═══ Data under study ═══

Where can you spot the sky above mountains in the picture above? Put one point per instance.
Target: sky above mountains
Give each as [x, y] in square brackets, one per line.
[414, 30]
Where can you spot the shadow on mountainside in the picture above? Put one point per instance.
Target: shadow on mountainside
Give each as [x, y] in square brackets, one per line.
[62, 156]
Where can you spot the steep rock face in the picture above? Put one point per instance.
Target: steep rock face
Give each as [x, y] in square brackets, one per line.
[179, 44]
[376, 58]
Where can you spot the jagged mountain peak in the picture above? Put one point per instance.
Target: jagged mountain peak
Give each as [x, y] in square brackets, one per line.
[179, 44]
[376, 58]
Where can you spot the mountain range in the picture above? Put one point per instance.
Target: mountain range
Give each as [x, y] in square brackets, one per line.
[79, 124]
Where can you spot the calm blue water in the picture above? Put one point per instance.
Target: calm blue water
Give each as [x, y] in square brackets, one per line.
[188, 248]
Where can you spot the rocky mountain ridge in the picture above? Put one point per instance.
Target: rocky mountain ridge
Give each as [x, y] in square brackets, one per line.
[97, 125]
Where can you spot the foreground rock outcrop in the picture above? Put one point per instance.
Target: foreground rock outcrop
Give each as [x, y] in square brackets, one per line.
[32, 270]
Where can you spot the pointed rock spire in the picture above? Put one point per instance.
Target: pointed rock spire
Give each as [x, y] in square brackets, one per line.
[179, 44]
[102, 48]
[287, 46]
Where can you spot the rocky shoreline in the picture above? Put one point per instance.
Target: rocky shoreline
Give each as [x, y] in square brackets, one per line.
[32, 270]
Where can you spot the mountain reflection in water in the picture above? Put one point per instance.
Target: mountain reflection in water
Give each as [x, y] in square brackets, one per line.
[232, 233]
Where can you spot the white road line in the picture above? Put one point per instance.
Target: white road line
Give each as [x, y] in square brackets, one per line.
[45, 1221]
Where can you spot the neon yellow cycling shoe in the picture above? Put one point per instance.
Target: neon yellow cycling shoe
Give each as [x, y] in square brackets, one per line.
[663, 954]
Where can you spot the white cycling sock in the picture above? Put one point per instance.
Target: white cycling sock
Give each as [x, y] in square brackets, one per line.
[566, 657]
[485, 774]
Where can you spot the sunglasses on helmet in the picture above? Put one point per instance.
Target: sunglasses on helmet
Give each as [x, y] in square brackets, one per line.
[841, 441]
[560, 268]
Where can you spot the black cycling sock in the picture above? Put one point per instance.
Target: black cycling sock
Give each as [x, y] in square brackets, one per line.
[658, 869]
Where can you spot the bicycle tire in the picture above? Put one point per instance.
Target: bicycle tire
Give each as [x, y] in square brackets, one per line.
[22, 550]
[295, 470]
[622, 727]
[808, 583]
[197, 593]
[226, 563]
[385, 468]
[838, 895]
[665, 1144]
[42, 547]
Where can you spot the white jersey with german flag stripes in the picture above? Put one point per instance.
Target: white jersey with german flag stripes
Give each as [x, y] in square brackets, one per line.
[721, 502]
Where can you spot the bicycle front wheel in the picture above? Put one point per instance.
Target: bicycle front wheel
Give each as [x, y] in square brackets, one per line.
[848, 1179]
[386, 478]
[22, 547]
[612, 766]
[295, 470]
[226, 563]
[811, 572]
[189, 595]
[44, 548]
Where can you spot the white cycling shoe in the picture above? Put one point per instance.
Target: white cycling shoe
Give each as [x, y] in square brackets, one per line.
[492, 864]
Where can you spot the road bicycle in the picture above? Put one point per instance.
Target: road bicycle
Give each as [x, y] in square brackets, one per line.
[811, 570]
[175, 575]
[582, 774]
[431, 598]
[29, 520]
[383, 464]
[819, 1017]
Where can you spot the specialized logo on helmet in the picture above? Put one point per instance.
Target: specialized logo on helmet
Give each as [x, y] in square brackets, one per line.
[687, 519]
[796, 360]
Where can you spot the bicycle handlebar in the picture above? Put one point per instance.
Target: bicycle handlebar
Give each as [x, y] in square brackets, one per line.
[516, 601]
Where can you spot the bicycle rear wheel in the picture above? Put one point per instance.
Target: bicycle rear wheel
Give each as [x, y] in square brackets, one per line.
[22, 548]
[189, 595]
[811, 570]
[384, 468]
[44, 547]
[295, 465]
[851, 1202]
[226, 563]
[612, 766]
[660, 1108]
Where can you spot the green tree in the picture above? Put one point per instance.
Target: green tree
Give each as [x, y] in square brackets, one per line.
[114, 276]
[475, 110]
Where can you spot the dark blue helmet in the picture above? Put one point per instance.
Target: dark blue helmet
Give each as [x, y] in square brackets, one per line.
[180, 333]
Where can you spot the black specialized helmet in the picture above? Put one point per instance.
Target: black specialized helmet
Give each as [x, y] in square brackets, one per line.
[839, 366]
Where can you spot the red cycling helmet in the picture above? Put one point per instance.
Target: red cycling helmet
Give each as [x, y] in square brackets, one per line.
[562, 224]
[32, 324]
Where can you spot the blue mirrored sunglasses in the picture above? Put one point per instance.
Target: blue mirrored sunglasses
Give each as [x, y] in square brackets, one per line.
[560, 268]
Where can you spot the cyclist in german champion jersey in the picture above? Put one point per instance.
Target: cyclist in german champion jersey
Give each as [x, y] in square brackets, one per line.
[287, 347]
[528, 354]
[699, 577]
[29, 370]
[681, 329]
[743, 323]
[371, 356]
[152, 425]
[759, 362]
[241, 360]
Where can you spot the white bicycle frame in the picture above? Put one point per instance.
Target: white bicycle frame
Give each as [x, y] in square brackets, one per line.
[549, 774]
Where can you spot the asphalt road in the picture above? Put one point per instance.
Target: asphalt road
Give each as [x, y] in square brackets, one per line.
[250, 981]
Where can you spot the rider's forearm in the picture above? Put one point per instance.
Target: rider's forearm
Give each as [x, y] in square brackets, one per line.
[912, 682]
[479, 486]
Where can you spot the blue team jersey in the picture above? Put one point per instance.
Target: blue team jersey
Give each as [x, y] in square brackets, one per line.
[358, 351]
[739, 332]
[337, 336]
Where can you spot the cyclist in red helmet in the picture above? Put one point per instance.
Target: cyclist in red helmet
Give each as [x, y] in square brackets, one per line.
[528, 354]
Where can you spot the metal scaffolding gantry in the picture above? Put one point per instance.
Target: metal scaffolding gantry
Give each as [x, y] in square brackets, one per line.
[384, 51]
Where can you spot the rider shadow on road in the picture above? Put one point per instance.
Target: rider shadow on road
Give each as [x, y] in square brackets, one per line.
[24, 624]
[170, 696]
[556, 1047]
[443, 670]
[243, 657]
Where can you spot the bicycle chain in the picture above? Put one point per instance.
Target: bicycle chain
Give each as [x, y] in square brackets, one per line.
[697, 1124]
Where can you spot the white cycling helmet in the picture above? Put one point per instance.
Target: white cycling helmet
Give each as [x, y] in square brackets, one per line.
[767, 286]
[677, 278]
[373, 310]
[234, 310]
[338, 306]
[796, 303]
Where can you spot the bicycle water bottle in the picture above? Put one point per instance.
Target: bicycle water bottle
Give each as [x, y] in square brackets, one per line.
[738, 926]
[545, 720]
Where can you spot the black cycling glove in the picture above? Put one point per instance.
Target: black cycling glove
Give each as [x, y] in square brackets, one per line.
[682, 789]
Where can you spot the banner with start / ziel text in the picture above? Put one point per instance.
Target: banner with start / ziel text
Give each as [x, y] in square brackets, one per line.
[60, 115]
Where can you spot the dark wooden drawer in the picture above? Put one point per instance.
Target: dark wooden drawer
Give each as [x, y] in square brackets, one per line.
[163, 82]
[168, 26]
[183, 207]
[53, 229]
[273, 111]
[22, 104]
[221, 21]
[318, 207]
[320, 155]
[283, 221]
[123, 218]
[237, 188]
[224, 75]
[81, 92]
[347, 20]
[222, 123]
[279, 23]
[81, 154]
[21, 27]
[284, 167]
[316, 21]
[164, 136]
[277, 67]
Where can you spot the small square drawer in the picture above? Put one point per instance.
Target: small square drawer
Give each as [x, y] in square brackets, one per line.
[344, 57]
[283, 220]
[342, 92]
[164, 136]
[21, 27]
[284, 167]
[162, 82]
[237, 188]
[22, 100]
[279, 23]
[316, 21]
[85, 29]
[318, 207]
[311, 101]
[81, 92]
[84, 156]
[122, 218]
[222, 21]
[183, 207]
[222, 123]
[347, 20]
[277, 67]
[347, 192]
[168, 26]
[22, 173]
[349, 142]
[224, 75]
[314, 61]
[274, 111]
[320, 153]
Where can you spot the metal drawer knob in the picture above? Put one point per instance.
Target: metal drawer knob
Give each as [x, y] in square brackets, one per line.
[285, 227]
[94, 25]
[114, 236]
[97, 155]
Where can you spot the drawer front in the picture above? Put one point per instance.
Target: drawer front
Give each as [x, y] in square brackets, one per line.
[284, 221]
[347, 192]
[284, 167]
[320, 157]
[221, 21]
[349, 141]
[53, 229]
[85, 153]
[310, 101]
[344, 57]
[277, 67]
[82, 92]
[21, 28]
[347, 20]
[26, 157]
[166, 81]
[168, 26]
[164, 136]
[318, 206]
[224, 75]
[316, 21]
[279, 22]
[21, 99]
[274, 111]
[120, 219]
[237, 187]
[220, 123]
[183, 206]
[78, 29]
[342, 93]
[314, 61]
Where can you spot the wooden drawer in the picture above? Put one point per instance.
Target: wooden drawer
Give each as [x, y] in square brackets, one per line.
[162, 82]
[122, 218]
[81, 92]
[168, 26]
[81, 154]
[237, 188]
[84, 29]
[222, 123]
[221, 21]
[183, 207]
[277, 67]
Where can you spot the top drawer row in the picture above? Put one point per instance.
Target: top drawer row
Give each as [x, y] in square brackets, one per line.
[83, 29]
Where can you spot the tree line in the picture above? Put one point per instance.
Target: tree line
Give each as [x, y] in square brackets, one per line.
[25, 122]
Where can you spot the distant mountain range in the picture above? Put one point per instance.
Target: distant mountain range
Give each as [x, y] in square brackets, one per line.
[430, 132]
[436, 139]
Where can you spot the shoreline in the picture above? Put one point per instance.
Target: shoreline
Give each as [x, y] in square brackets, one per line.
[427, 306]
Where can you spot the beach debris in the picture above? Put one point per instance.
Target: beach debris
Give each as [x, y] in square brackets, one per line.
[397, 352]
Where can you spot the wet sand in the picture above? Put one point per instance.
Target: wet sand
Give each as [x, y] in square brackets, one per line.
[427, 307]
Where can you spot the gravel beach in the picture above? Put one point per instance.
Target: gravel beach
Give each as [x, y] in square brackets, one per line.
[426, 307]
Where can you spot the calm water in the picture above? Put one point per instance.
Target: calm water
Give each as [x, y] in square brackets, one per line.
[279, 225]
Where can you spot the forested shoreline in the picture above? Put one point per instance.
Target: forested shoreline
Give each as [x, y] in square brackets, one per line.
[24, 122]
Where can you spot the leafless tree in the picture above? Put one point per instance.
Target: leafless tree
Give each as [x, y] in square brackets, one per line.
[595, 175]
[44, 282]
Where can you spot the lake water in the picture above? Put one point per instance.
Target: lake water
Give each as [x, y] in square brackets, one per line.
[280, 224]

═══

**Prompt**
Read the entries above, then pull out the lines that include "asphalt".

**Written reply**
Where can you spot the asphalt road in the picture above? Put one point per instance.
Target: asphalt road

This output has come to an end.